■ Extract to read ■
----
For more than a century, the study of dinosaurs has been limited to
fossilized bones. Now, researchers have recovered 70-million-year-old soft
tissue, including what may be blood vessels and cells, from a Tyrannosaurus
rex.
If
scientists can isolate proteins from the material, they may be able to learn
new details of how dinosaurs lived, said lead researcher Mary Higby Schweitzer
of North Carolina State University.
"We're
doing a lot of stuff in the lab right now that looks promising," she said in a
telephone interview. But, she said, she does not know yet if scientists will be
able to isolate dinosaur DNA from the materials.
It
was recovered dinosaur DNA _ the blueprint for life that was featured in the
fictional recreation of the ancient animals in the book and film "Jurassic
Park."
The
soft tissues were recovered from the thighbone of a T. rex, known as MOR 1125,
that was found in a sandstone formation in Montana. The dinosaur was about 18
years old when it died.
The
bone was broken when it was removed from the site. Schweitzer and her
colleagues then analyzed the material inside the bone.
"The
vessels and contents are similar in all respects to blood vessels recovered
from ... ostrich bone," they reported in a paper bring published Friday in the
journal Science.
Because
evidence has accumulated in recent years that modern birds descended from
dinosaurs, Schweitzer said she chose to compare the dinosaur remains with those
of an ostrich, the largest bird available.
Brooks
Hanson, a deputy editor of Science, noted that there are few examples of soft
tissues, except for leaves or petrified wood, that are preserved as fossils,
just as there are few discoveries of insects in amber or humans and mammoths in
peat or ice.
Soft
tissues are rare in older finds. "That's why in a 70-million-year-old fossil
it is so interesting," he said.
Matthew
Carrano, curator of dinosaurs at the Smithsonian's National Museum of Natural
History, said the discovery was "pretty exciting stuff."
----
■ Tasks and exercises ■
A) List every person named in the news article about soft tissue recovered from a T. rex.
B) Answer these questions from the news article about soft tissue recovered from a T. rex:
(i) How old was the dinosaur when it died?
(ii) With the remains of which bird did Schweitzer compare the dinosaur material?
(iii) In which state was the T. rex found?
C) Carry on the news article about soft tissue recovered from a T. rex from its last sentence.

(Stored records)
----
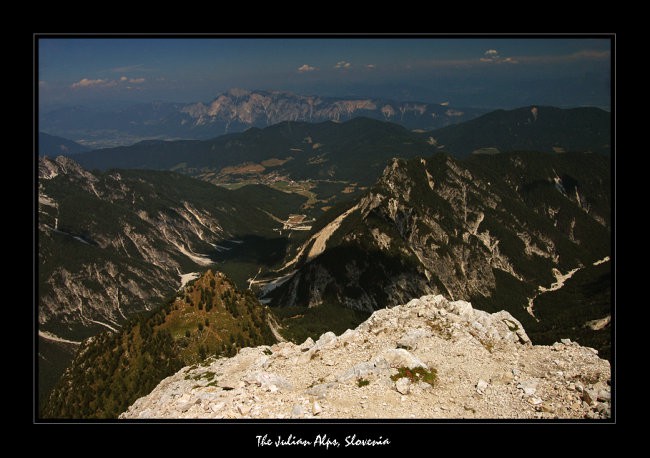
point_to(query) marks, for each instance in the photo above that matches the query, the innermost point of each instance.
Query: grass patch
(419, 374)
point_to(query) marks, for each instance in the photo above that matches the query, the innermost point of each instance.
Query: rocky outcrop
(429, 358)
(473, 229)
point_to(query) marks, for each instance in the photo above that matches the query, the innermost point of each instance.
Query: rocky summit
(429, 358)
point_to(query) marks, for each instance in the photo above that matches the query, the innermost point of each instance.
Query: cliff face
(114, 244)
(429, 358)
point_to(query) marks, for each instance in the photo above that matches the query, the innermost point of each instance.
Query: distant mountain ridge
(532, 128)
(237, 110)
(117, 243)
(356, 150)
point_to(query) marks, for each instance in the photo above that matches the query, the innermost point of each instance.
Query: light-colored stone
(403, 385)
(297, 411)
(316, 408)
(398, 357)
(529, 387)
(450, 339)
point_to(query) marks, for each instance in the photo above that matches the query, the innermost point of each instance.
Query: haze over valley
(221, 239)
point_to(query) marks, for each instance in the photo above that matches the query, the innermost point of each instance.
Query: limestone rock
(403, 385)
(398, 357)
(446, 347)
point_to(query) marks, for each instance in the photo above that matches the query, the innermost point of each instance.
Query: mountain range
(114, 244)
(324, 222)
(502, 231)
(234, 111)
(327, 158)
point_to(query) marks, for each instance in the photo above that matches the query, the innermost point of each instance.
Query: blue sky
(490, 72)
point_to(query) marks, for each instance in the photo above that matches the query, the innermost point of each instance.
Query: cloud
(127, 68)
(493, 56)
(306, 68)
(105, 83)
(85, 82)
(585, 54)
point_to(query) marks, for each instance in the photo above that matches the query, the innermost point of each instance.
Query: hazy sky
(488, 72)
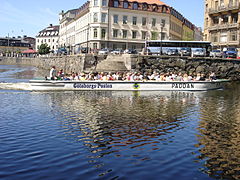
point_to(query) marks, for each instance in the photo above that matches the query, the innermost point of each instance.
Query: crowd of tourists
----
■ Task-by-task results ■
A)
Mary Higby Schweitzer
Brooks Hanson
Matthew Carrano

B)
(i) About 18 years old.
(ii) An ostrich.
(iii) Montana.

C)
"You
are actually getting into the small-scale biology of the animal, which is
something we rarely get the opportunity to look at," said Carrano, who was not
part of the research team.
In
addition, he said, it is a huge opportunity to learn more about how fossils are
made, a process that is not fully understood.
Richard
A. Hengst of Purdue University said the finding "opens the door for research
into the protein structure of ancient organisms, if nothing else. While we
think that nature is conservative in how things are built, this gives
scientists an opportunity to observe this at the chemical and cellular level."
Hengst was not part of the research team.
John
R. Horner of the Museum of the Rockies at Montana State University, said the
discovery is "a fantastic specimen," but probably is not unique. Other
researchers might find similarly preserved soft tissues if they split open the
bones in their collections, said Horner, a co-author of the paper.
Most
museums, he said, prefer to keep their specimens intact.
Schweitzer
said that after removing the minerals from the specimen, the remaining tissues
were soft and transparent and could be manipulated with instruments.
The
bone matrix was stretchy and flexible, she said. Also, there were long
structures like blood vessels. What appeared to be individual cells were
visible.
She
did not know if they were blood cells. "They are little round cells,"
Schweitzer said.
She
likened the process to placing a chicken bone in vinegar. The minerals will
dissolve, leaving the soft tissues.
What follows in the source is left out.